Rochester Electronics has made a business out of keeping systems shipping and working. Its model spans authorised inventory, assembly, test and (when there is no part or die left) authorised recreation of the original silicon for a drop-in replacement. The approach is pragmatic. It starts with what exists, then escalates as necessary, always trying to avoid software impact for the OEM.
At the sharp end of this work is a set of choices engineers control on day one: which components sit closest to system software; which packages and assembly processes they rely on; and how they archive design data for future recovery. Those choices define the cost of later changes; maintainability of the bill-of-materials; and feasibility of sustaining lifetime performance.
Rochester Electronics’ director of sales for Northern Europe, Middle East and Africa, Paul Green, said: “Customers today are having a similar issue to what they had 20 years ago, in terms of how do I keep my products alive.”
Rochester Electronics’ VP of design and technology, Dan Deisz, added: “We are the method of last resort within Rochester and that’s the creation of new silicon that looks like the original silicon in a fully authorised way.”

**TASKS TO CARRY OUT**
1 - In the Rochester Electronics article, what role does Paul Green hold?
2 - Resume the Rochester Electronics article after its final quote from Dan Deisz.

**RECORD SET**
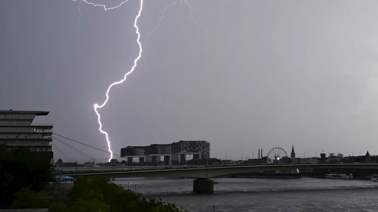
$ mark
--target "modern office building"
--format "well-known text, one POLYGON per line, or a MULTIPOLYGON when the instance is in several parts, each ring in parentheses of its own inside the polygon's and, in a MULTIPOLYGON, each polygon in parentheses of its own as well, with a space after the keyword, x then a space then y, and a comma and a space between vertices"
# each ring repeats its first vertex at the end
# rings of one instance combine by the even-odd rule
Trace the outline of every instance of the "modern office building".
MULTIPOLYGON (((132 166, 134 158, 139 158, 139 163, 144 163, 146 162, 146 155, 144 154, 145 151, 145 146, 129 146, 125 148, 121 149, 121 158, 126 158, 128 166, 132 166)), ((148 158, 149 159, 149 158, 148 158)))
POLYGON ((180 155, 180 164, 185 161, 186 155, 193 155, 194 160, 210 157, 210 144, 206 141, 180 141, 170 145, 172 154, 180 155))
POLYGON ((51 160, 52 124, 32 123, 37 115, 47 115, 50 112, 0 111, 0 144, 9 149, 30 149, 37 157, 51 160))

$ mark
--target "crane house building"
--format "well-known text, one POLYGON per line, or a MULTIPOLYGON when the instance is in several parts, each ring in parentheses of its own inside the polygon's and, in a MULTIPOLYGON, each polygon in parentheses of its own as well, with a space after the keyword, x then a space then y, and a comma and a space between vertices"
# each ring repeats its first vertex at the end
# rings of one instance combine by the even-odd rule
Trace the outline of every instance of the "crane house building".
POLYGON ((0 144, 9 149, 28 149, 36 157, 51 160, 53 124, 32 123, 36 116, 49 112, 0 111, 0 144))

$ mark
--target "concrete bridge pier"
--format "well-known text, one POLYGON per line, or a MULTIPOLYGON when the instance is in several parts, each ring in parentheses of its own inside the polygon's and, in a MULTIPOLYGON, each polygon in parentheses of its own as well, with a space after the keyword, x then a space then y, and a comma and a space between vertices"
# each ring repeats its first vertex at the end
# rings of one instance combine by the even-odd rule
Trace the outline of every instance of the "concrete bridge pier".
POLYGON ((131 166, 133 165, 133 158, 127 157, 127 166, 131 166))
POLYGON ((212 194, 214 182, 208 179, 196 179, 193 182, 193 191, 201 194, 212 194))

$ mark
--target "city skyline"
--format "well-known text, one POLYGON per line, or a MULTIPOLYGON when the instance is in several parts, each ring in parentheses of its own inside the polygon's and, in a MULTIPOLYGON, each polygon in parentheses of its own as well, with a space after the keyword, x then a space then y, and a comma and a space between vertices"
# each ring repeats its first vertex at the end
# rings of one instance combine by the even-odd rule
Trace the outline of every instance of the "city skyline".
MULTIPOLYGON (((111 12, 83 4, 80 15, 78 2, 8 0, 0 8, 0 109, 50 111, 33 123, 106 150, 93 106, 137 56, 139 2, 111 12)), ((171 2, 144 1, 137 71, 100 110, 115 153, 180 140, 208 141, 218 158, 257 158, 276 147, 290 154, 292 143, 298 157, 378 151, 378 2, 192 1, 207 34, 177 5, 145 44, 171 2)), ((60 144, 73 160, 84 158, 60 144)))

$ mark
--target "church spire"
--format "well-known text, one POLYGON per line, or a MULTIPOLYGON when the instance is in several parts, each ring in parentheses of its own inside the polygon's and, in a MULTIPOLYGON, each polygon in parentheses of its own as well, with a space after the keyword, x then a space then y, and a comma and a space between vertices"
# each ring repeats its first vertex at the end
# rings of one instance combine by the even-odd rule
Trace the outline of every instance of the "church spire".
POLYGON ((294 152, 294 144, 293 144, 291 147, 291 153, 290 154, 290 158, 295 158, 295 152, 294 152))

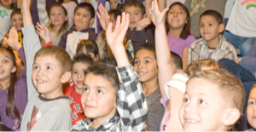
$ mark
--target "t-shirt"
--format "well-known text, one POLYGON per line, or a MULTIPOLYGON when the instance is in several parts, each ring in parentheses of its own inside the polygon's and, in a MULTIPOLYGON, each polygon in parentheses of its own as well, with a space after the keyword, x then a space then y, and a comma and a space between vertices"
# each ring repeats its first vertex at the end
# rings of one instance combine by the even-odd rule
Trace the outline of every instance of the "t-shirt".
POLYGON ((169 32, 167 34, 167 40, 169 49, 172 52, 175 52, 176 54, 177 54, 182 58, 183 49, 189 49, 191 43, 195 40, 195 38, 192 35, 189 35, 186 39, 175 37, 172 37, 169 32))
POLYGON ((8 32, 11 26, 10 23, 10 14, 13 9, 9 9, 0 5, 0 43, 2 42, 3 37, 8 32))

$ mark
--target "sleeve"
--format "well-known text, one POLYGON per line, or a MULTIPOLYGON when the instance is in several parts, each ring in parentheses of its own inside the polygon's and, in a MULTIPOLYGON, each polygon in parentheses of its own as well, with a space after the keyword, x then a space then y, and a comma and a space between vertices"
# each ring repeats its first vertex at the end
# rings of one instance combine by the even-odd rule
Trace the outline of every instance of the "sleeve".
POLYGON ((66 43, 67 43, 67 32, 64 33, 60 40, 60 43, 58 44, 59 47, 61 47, 62 49, 66 49, 66 43))
POLYGON ((125 131, 141 131, 145 124, 148 105, 138 76, 131 66, 117 68, 120 89, 117 95, 117 110, 125 131))

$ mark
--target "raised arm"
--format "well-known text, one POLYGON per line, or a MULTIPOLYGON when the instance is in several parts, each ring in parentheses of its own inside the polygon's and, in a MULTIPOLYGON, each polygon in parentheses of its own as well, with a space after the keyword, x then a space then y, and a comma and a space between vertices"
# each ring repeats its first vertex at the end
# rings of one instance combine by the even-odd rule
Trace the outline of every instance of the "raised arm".
POLYGON ((123 45, 128 25, 129 14, 123 13, 122 22, 120 16, 118 16, 114 30, 112 31, 113 25, 109 24, 106 36, 118 63, 117 73, 120 84, 116 107, 122 121, 122 129, 142 131, 147 118, 148 106, 139 77, 133 72, 123 45))
POLYGON ((155 25, 155 52, 158 65, 158 80, 162 98, 166 96, 164 85, 169 82, 173 75, 174 69, 172 67, 171 52, 169 50, 167 35, 164 18, 168 9, 160 12, 157 1, 152 2, 150 14, 153 23, 155 25))

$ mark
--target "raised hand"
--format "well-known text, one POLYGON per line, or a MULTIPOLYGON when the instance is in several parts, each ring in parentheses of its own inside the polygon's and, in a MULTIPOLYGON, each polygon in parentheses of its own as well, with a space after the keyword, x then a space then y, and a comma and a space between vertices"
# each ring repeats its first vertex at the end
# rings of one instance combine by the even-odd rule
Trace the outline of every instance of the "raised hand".
POLYGON ((129 26, 129 14, 125 14, 125 13, 123 12, 122 21, 120 21, 120 16, 118 16, 113 31, 112 30, 113 23, 110 23, 106 32, 107 42, 111 49, 117 45, 123 45, 123 41, 129 26))
POLYGON ((146 28, 148 26, 151 24, 152 20, 150 17, 147 17, 140 20, 136 26, 137 31, 141 31, 146 28))
POLYGON ((6 43, 13 48, 15 50, 19 50, 21 47, 21 44, 19 43, 18 32, 15 26, 13 26, 9 32, 9 38, 6 37, 3 37, 6 43))
POLYGON ((49 31, 47 27, 37 23, 36 26, 36 32, 41 37, 41 38, 44 41, 45 43, 50 42, 49 31))
POLYGON ((165 9, 162 12, 159 10, 157 0, 152 2, 152 8, 149 9, 149 13, 151 15, 151 20, 155 26, 160 24, 164 24, 165 14, 169 10, 169 9, 165 9))
POLYGON ((101 3, 98 7, 99 12, 96 12, 96 14, 100 20, 100 23, 102 25, 102 27, 104 31, 106 31, 106 28, 108 26, 108 25, 109 24, 109 18, 110 16, 108 16, 108 13, 106 10, 106 9, 103 7, 103 5, 101 3))

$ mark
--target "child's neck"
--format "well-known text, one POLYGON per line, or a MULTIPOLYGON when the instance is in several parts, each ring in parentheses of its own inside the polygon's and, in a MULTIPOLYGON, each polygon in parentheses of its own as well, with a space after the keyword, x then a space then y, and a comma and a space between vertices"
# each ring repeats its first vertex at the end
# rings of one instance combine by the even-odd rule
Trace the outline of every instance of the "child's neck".
POLYGON ((218 46, 219 41, 220 39, 218 37, 211 41, 208 41, 207 42, 208 48, 215 49, 218 46))
POLYGON ((172 37, 179 37, 181 33, 183 32, 183 29, 180 28, 180 29, 171 29, 170 28, 170 33, 172 37))
POLYGON ((63 3, 70 3, 71 2, 71 0, 64 0, 63 1, 63 3))
POLYGON ((153 80, 143 82, 143 88, 145 96, 150 95, 159 87, 157 77, 153 80))

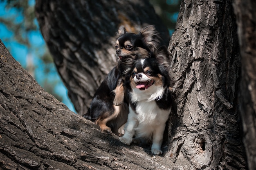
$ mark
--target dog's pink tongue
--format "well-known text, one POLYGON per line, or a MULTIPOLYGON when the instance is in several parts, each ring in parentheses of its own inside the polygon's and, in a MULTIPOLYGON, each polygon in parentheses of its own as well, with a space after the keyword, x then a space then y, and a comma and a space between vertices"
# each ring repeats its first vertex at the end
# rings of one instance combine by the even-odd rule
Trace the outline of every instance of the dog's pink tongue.
POLYGON ((141 88, 145 88, 145 86, 147 85, 146 82, 142 82, 140 84, 137 85, 136 88, 141 89, 141 88))

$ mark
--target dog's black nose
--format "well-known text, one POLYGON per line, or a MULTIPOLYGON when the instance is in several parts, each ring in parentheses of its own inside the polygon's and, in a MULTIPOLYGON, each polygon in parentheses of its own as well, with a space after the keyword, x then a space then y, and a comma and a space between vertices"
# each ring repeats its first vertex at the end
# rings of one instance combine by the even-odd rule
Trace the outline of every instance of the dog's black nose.
POLYGON ((117 54, 120 54, 121 52, 121 51, 122 51, 119 49, 116 50, 116 52, 117 52, 117 54))
POLYGON ((136 78, 137 79, 140 79, 141 77, 142 77, 142 75, 140 74, 138 74, 136 75, 136 78))

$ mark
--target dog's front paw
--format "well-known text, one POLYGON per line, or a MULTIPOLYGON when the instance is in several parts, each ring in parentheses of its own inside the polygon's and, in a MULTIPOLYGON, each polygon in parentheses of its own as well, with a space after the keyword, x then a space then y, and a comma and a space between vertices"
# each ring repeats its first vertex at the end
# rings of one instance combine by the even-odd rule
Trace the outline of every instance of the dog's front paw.
POLYGON ((123 143, 124 144, 125 144, 126 145, 130 145, 131 142, 132 142, 132 138, 131 139, 128 139, 124 136, 119 137, 119 141, 123 143))
POLYGON ((116 106, 120 106, 124 103, 124 97, 118 97, 117 96, 115 97, 113 104, 116 106))
POLYGON ((152 148, 151 153, 154 155, 160 155, 163 153, 163 152, 159 149, 152 148))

**RESULTS OF THE EXERCISE**
1 - Director of sales for Northern Europe, Middle East and Africa.

2 -
Why obsolescence keeps accelerating for long-life systems
Green reported that obsolescence challenges are intensifying as device roadmaps compress and packaging, wafer nodes and tester platforms evolve. Many customers still support very old programmes while wishing to avoid redesign. The gap between long service life and short component lifecycles is growing, which raises the urgency for strategies that minimise redesign and preserve reliability.
Green was blunt about the trend: “Obsolescence is always going to be with us because technology always looks to move on. That is why Rochester positions itself to offer inventory where possible; then assembly and test from stored die and IP; and finally, silicon recreation when nothing else remains.”
Deisz framed the four root causes of obsolescence engineers should track: the fab process disappears, the package type disappears, the tester platform disappears, or the part fails to meet the manufacturers revenue targets. Those root causes determine next steps. Misjudged last-time buys, underestimated demand tails and new regulatory or programme requirements often push systems into a bind.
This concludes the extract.